━━ MATERIAL FOR THIS TASK ━━

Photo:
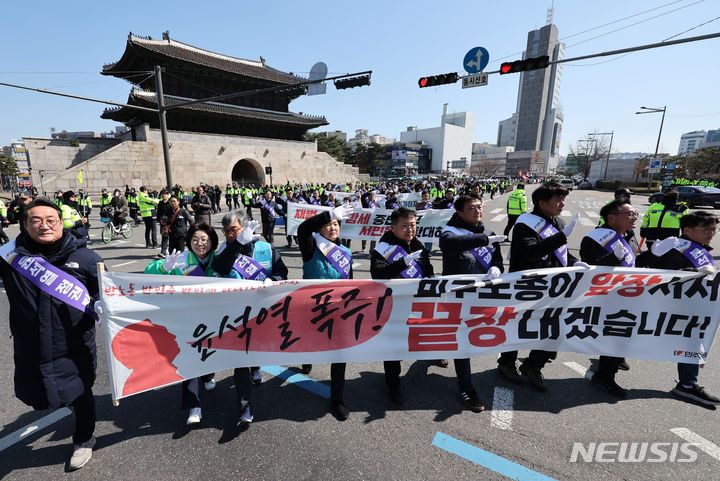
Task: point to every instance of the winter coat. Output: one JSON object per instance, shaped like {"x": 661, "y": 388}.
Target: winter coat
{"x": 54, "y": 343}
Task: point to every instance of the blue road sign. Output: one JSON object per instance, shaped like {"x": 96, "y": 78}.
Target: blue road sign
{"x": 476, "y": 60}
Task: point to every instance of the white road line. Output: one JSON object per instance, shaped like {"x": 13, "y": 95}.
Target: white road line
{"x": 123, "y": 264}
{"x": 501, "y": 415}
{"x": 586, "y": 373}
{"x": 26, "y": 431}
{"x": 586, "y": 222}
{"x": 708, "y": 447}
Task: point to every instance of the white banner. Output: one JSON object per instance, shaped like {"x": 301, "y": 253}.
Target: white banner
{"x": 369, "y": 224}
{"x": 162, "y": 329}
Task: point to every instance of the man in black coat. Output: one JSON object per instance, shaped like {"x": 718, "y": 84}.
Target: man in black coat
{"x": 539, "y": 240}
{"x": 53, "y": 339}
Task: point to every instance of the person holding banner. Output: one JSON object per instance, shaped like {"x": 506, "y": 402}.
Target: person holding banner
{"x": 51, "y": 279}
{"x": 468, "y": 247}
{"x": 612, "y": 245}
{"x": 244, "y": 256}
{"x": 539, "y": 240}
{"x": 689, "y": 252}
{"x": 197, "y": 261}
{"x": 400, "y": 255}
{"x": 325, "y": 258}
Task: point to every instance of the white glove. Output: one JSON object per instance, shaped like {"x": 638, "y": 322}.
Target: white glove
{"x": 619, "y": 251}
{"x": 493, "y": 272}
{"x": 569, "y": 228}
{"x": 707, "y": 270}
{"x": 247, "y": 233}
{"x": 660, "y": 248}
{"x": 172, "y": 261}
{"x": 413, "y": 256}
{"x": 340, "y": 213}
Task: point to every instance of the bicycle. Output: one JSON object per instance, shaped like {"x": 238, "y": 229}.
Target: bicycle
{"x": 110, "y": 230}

━━━
━━ MATERIAL FOR THIS TASK ━━

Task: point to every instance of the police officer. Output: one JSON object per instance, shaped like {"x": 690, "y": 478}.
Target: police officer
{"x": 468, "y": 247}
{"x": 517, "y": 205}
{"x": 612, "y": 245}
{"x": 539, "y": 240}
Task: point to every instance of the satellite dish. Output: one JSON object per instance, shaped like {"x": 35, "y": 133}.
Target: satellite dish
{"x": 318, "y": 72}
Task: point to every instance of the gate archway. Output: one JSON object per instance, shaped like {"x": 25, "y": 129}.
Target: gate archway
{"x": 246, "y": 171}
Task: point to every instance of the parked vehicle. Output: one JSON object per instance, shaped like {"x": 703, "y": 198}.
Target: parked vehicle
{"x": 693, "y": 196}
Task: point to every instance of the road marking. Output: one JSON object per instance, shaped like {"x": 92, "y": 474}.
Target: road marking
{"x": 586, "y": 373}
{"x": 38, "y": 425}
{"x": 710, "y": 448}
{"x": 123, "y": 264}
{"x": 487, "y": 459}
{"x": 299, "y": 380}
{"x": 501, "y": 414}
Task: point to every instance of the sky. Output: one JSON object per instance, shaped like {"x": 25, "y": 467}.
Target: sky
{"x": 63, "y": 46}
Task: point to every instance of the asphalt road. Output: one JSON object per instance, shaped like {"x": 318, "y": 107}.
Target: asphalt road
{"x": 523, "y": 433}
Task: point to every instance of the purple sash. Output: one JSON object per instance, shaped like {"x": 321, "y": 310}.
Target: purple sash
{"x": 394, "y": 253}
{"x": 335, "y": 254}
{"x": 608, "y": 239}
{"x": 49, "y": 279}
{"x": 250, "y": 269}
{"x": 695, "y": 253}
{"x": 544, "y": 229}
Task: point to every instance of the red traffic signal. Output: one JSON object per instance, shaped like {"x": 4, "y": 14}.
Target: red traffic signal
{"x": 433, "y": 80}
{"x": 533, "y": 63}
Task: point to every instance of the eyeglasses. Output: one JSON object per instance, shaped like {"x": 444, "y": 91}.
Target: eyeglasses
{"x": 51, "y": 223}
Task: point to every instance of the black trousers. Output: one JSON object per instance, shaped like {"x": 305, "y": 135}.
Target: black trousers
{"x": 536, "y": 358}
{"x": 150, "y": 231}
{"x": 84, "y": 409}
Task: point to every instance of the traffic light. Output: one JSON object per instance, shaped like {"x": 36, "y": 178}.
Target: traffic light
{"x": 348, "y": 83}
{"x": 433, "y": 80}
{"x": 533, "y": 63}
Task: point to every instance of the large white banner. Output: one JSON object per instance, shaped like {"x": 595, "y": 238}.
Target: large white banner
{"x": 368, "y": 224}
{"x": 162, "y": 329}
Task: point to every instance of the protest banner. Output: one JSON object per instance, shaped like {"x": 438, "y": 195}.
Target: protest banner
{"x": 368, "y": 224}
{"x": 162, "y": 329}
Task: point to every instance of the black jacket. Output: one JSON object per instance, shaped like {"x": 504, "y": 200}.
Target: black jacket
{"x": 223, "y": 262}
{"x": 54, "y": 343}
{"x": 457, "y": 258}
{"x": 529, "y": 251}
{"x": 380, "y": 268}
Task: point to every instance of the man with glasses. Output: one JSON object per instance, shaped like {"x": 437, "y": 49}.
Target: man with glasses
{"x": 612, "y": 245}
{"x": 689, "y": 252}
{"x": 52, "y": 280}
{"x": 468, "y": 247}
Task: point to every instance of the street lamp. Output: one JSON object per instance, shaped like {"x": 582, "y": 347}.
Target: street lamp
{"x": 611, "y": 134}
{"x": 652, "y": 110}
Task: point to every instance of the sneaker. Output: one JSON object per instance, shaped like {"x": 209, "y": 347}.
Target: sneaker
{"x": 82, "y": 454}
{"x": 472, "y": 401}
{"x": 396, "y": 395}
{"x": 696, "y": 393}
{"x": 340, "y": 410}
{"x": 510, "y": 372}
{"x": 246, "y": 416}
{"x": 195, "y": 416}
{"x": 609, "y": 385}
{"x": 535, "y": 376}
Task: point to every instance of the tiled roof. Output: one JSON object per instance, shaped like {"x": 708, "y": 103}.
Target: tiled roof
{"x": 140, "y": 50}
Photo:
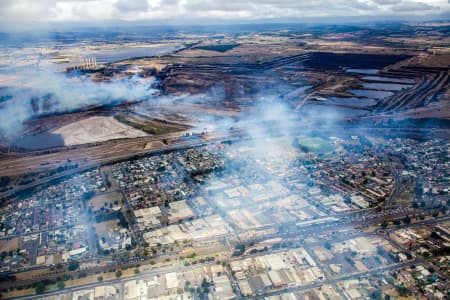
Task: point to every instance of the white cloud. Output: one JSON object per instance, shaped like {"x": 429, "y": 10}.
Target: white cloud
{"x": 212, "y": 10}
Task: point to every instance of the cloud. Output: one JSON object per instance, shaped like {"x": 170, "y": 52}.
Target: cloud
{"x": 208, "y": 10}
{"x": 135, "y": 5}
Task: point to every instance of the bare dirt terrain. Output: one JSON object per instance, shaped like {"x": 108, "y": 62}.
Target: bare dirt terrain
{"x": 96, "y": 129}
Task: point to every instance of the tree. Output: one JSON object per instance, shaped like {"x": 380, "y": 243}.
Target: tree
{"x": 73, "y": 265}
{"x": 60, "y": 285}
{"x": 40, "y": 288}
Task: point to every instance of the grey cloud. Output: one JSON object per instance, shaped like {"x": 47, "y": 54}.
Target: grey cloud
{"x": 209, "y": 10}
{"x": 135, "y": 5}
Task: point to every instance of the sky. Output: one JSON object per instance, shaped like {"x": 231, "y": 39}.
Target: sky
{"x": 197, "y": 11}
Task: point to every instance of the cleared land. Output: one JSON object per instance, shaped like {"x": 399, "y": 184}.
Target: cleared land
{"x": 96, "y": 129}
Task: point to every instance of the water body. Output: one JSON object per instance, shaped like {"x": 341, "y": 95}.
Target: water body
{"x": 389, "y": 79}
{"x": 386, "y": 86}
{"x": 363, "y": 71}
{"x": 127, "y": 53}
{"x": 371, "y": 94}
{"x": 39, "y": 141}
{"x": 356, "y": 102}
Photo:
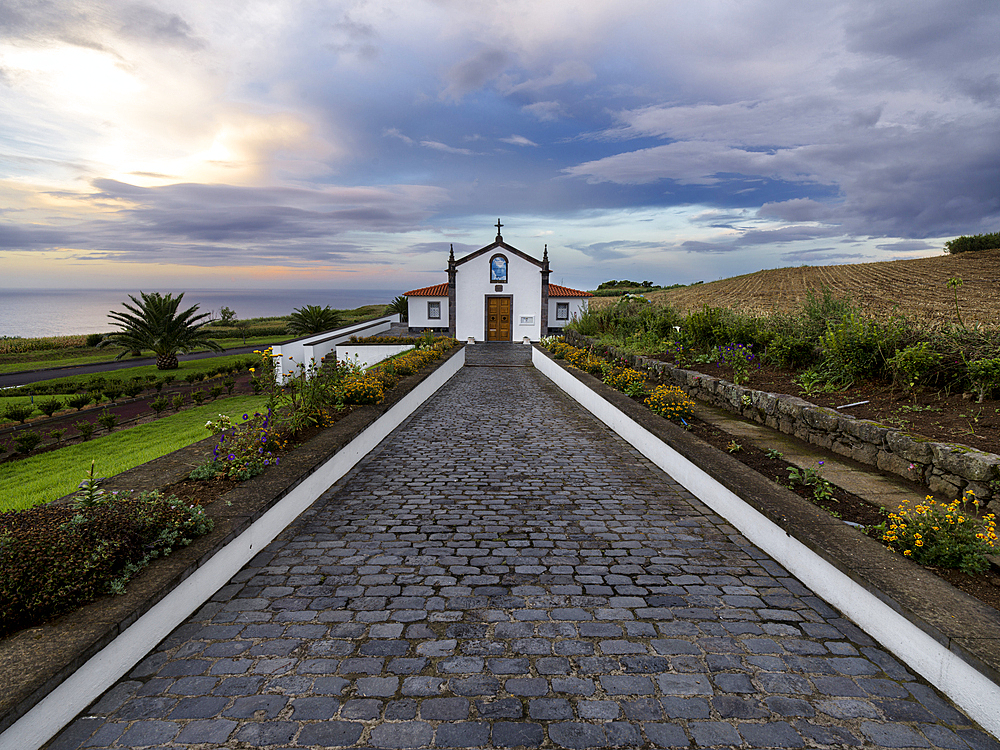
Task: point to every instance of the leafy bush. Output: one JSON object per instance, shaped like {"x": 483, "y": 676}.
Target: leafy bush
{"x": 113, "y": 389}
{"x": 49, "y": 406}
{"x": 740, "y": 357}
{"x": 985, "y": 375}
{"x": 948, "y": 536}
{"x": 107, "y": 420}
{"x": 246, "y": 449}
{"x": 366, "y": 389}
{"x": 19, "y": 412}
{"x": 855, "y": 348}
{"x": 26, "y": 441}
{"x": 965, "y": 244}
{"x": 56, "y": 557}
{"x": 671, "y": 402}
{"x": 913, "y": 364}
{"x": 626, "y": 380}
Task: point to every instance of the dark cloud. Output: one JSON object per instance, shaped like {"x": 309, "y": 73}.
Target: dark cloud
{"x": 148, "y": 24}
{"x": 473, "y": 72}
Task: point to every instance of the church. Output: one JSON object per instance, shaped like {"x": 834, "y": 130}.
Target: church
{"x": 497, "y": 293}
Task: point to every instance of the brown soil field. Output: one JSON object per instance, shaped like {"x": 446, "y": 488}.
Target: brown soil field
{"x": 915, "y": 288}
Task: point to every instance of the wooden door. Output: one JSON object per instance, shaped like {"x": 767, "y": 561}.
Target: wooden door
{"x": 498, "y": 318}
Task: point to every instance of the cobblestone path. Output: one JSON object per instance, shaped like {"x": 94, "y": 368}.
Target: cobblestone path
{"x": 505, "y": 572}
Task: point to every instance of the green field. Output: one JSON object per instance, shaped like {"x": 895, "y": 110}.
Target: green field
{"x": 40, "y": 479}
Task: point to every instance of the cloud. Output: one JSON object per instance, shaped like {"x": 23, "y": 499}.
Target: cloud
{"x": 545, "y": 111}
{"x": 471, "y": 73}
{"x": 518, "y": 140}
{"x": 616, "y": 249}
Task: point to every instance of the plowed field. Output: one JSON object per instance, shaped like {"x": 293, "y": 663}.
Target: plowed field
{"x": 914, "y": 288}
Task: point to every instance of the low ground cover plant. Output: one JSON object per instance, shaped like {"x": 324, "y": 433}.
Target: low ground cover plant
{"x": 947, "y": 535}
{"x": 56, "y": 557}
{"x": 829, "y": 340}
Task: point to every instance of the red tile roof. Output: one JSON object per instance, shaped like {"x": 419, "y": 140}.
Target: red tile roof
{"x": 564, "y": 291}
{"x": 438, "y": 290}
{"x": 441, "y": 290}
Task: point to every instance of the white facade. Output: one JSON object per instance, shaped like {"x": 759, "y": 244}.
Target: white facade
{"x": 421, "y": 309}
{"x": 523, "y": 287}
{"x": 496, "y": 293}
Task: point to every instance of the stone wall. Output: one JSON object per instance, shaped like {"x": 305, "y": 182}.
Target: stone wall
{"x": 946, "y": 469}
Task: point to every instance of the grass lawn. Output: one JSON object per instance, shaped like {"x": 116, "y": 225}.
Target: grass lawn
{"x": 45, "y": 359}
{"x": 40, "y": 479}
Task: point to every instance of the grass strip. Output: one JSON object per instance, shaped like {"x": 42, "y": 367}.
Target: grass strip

━━━
━━ MATERIAL FOR THIS TASK ━━

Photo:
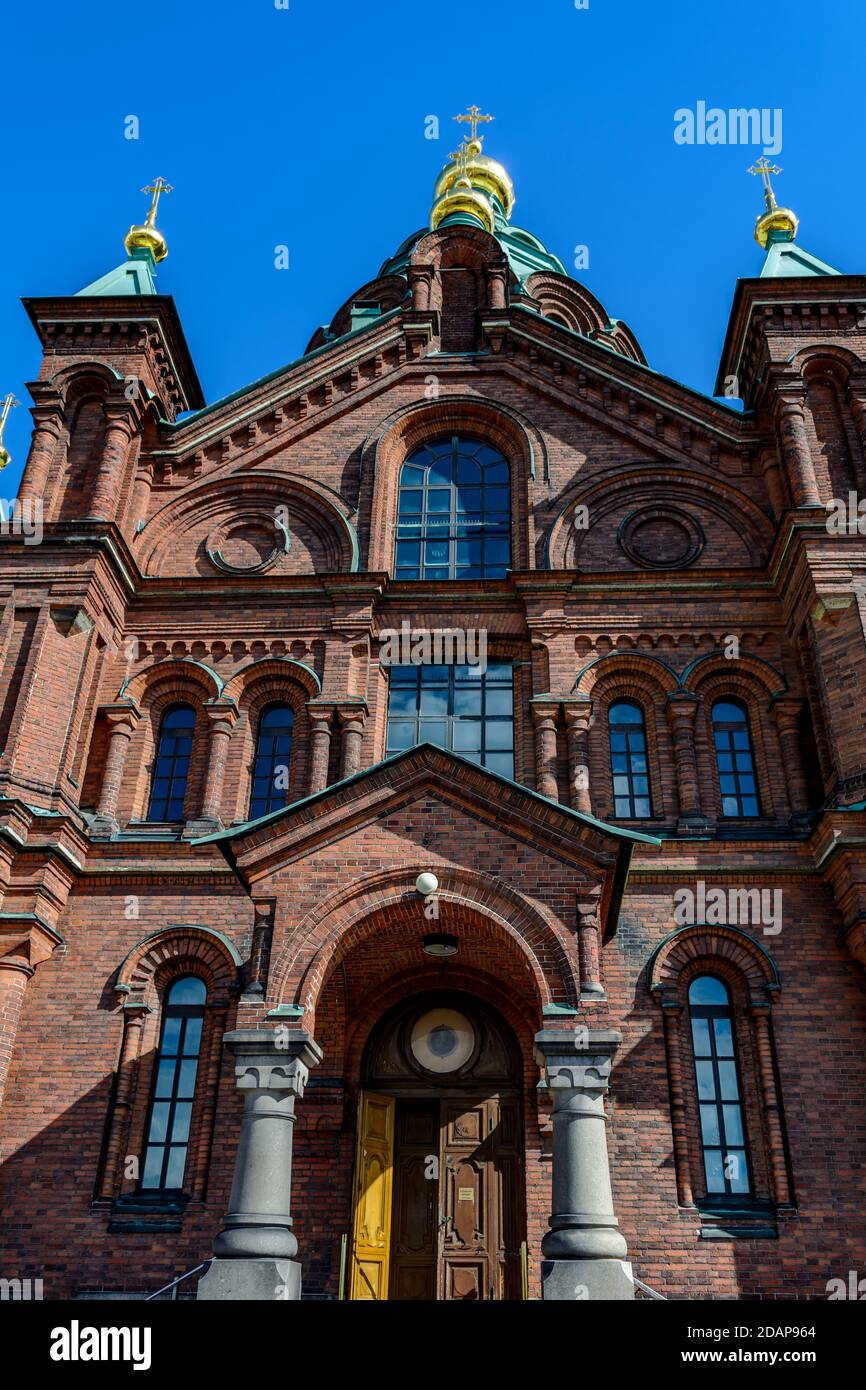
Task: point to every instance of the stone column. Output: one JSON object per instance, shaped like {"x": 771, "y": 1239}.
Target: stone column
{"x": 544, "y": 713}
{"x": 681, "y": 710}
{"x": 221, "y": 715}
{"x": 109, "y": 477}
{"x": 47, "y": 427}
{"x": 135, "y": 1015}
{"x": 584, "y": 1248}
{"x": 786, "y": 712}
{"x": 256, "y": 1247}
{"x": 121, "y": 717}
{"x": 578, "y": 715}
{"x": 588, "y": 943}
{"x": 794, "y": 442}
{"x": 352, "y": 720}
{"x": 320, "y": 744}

━━━

**AIM OF THE TASK**
Restate word for word the entries above, starting at the line with "Target: traffic light" and ending at the line with "Task: point to every instance of the man with", inclusive, and no others.

**OUTPUT FOR THIS EXERCISE**
Target: traffic light
{"x": 348, "y": 83}
{"x": 433, "y": 80}
{"x": 533, "y": 63}
Task: point to every instance of the large white banner. Output: one JSON object per instance, shaped like {"x": 595, "y": 238}.
Target: large white banner
{"x": 368, "y": 224}
{"x": 162, "y": 329}
Task: point to every instance of the protest banner. Output: one JSON object per instance, shaped like {"x": 438, "y": 195}.
Target: protest banner
{"x": 368, "y": 224}
{"x": 162, "y": 329}
Task: point to every instance of the black jacket. Output: one JSON object per instance, shaped like {"x": 504, "y": 200}.
Target: black jacket
{"x": 223, "y": 262}
{"x": 54, "y": 343}
{"x": 457, "y": 258}
{"x": 529, "y": 251}
{"x": 380, "y": 268}
Task: point to every instance of the man with glasses. Output: one JSON object per instance, shaped like {"x": 437, "y": 49}.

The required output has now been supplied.